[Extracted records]

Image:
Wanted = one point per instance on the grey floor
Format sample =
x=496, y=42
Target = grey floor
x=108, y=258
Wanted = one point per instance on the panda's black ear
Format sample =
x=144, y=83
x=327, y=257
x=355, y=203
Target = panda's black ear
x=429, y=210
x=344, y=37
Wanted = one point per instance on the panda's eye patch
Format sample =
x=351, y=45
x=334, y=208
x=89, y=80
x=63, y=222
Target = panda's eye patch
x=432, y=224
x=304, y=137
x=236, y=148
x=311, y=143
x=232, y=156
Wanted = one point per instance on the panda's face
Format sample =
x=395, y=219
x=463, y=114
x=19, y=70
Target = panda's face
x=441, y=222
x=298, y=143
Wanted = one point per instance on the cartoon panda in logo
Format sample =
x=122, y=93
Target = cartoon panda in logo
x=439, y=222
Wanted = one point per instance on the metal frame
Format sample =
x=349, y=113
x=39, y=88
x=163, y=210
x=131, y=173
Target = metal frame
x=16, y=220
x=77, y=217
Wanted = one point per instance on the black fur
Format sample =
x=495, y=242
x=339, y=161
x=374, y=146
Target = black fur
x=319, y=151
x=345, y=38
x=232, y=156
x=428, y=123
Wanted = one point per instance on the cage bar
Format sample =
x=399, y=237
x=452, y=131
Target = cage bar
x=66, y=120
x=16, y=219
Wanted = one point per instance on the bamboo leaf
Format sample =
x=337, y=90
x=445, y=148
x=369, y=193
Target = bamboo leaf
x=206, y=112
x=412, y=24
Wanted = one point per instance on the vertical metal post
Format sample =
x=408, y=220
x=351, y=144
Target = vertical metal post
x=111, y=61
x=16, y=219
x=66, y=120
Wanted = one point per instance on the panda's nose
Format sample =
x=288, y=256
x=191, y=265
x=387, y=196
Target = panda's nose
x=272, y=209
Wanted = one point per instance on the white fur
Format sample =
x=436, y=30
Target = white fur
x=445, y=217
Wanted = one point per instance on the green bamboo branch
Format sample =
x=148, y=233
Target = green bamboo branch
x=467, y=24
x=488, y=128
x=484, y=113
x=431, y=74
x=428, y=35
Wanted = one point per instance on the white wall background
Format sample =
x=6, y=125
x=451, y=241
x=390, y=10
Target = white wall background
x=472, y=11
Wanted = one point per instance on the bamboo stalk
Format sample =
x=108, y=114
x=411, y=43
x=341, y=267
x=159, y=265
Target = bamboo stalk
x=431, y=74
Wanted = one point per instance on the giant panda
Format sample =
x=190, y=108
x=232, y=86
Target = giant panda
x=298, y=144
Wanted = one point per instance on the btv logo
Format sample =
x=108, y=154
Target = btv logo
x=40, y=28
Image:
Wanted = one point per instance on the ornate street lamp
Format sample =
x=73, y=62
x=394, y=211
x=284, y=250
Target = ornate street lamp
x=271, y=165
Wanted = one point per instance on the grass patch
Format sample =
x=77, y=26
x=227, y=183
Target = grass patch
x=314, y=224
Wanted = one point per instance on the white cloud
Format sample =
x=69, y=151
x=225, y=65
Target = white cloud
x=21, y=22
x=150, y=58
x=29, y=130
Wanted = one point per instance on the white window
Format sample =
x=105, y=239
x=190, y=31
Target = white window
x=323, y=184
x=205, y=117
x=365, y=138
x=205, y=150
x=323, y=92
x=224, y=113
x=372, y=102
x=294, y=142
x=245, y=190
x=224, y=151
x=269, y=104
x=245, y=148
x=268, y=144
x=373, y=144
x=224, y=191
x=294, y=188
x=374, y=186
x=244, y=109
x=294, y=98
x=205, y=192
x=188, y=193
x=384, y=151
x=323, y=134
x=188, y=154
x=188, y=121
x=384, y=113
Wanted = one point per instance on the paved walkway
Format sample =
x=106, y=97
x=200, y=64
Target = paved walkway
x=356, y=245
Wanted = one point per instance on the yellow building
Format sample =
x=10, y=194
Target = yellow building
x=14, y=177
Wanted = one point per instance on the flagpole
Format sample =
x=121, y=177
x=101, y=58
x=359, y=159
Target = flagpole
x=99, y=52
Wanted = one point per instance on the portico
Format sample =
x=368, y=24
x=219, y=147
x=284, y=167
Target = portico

_THE REQUEST_:
Find the line that contains "Wanted = one point per instance on the paved". Repeat it and every line after it, exactly as written, up to and including the last line of the records above.

_FULL SOLUTION_:
Wanted = one point per instance on the paved walkway
Format sample =
x=106, y=97
x=200, y=64
Target = paved walkway
x=356, y=245
Wanted = one point per instance on the yellow building
Format sample =
x=10, y=194
Target = yellow building
x=14, y=177
Wanted = one point per instance on the flagpole
Format sample =
x=121, y=177
x=101, y=58
x=359, y=159
Target = flagpole
x=99, y=52
Wanted = one point per instance on the portico
Format sample =
x=368, y=24
x=219, y=147
x=284, y=167
Target = portico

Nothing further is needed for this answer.